— Problem description —
Nothing in the records should be altered; retype them all exactly.

— Records provided —

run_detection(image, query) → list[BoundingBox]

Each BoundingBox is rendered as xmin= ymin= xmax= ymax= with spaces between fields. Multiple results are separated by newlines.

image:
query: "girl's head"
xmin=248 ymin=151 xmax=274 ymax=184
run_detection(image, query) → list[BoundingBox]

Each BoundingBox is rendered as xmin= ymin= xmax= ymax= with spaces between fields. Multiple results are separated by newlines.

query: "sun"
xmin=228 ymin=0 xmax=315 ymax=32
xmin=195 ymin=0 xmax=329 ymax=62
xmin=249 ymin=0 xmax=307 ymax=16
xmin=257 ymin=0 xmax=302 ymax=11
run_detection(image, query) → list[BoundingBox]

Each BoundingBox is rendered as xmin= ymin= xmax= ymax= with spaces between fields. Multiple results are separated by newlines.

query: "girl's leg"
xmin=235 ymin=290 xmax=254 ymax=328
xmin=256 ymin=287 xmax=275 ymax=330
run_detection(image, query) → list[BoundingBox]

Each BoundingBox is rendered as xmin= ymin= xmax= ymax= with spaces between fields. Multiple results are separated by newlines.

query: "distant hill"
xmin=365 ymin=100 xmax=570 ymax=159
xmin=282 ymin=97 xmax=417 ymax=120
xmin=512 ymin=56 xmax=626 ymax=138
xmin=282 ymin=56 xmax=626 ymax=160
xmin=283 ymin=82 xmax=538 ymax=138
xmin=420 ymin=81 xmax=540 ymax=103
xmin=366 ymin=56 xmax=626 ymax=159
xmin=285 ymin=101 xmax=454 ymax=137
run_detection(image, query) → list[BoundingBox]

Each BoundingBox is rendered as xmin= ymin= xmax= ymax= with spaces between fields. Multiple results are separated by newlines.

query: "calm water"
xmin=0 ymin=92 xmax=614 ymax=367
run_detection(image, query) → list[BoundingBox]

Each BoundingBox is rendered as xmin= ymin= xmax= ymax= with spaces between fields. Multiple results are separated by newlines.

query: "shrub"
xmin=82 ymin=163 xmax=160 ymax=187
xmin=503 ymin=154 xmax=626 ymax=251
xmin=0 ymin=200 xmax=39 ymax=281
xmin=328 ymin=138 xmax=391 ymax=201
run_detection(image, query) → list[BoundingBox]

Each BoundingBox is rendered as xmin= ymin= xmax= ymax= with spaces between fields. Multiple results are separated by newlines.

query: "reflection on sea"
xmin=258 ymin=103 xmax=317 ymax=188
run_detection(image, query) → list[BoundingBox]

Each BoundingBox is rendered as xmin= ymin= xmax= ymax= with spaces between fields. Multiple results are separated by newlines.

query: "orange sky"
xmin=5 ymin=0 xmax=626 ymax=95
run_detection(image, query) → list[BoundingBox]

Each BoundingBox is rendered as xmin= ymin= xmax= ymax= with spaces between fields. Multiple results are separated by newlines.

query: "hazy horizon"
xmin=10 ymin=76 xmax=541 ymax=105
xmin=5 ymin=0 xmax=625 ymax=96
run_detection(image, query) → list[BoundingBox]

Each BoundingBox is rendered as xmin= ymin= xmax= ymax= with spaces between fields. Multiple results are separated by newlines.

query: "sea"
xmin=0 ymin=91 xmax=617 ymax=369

— Task answer —
run_detection(image, query) → list[BoundingBox]

Each BoundingBox is rendered as xmin= ymin= xmax= ymax= with spaces between fields. Multiple results are separated by newlines.

image:
query: "girl's head"
xmin=248 ymin=151 xmax=274 ymax=184
run_detection(image, query) → list[BoundingBox]

Each BoundingBox is rendered as xmin= ymin= xmax= ymax= with spaces between fields. Multiple results are separated by newlines.

query: "sun"
xmin=228 ymin=0 xmax=315 ymax=32
xmin=195 ymin=0 xmax=329 ymax=62
xmin=249 ymin=0 xmax=307 ymax=16
xmin=257 ymin=0 xmax=302 ymax=11
run_detection(image, query) → list[BoundingBox]

Each BoundingBox is rendered as xmin= ymin= xmax= ymax= with spaces between fields. Multiple results are separated by newlines.

query: "girl's leg"
xmin=235 ymin=290 xmax=254 ymax=328
xmin=256 ymin=287 xmax=275 ymax=330
run_detection(image, query) → list[BoundingBox]

Each BoundingBox is rendered as xmin= ymin= xmax= ymax= with spaces between fields. Multiple results are separated by newlines.

query: "distant hill"
xmin=365 ymin=100 xmax=570 ymax=159
xmin=282 ymin=97 xmax=417 ymax=120
xmin=512 ymin=56 xmax=626 ymax=138
xmin=282 ymin=56 xmax=626 ymax=160
xmin=283 ymin=82 xmax=538 ymax=138
xmin=420 ymin=81 xmax=540 ymax=103
xmin=366 ymin=56 xmax=626 ymax=159
xmin=285 ymin=101 xmax=454 ymax=137
run_detection(image, query) → list[BoundingBox]

Each BoundingBox is rendered as xmin= ymin= xmax= ymax= with spaces between fields. Multiple results are separated by newlines.

query: "calm water"
xmin=0 ymin=92 xmax=614 ymax=367
run_detection(image, query) → list[BoundingBox]

Each BoundingBox is rendered as xmin= ymin= xmax= ymax= with spaces between fields. Multiple results are separated by newlines.

query: "shrub"
xmin=82 ymin=163 xmax=160 ymax=187
xmin=503 ymin=154 xmax=626 ymax=251
xmin=0 ymin=200 xmax=39 ymax=281
xmin=328 ymin=138 xmax=391 ymax=201
run_detection(image, query) → list[BoundingBox]

Each BoundingBox is rendered as xmin= ymin= xmax= ymax= with spaces between fields. Multiple results are separated by newlines.

query: "reflection on sea"
xmin=258 ymin=103 xmax=317 ymax=188
run_detection(image, query) → list[BoundingBox]

Each BoundingBox is rendered as xmin= ymin= xmax= ymax= with spaces between fields. Multiple results are separated by newlines.

query: "orange sky"
xmin=5 ymin=0 xmax=626 ymax=95
run_detection(image, query) → list[BoundingBox]

Each BoundingBox is rendered as xmin= ymin= xmax= ymax= with spaces between fields. Multiple results are separated by newlines.

query: "hazy horizon"
xmin=10 ymin=76 xmax=541 ymax=105
xmin=5 ymin=0 xmax=625 ymax=96
run_detection(image, query) → list[BoundingBox]

Each BoundingBox is rendered as xmin= ymin= xmax= ymax= with spaces between fields. Multiple results are separated by newlines.

query: "sea"
xmin=0 ymin=91 xmax=617 ymax=369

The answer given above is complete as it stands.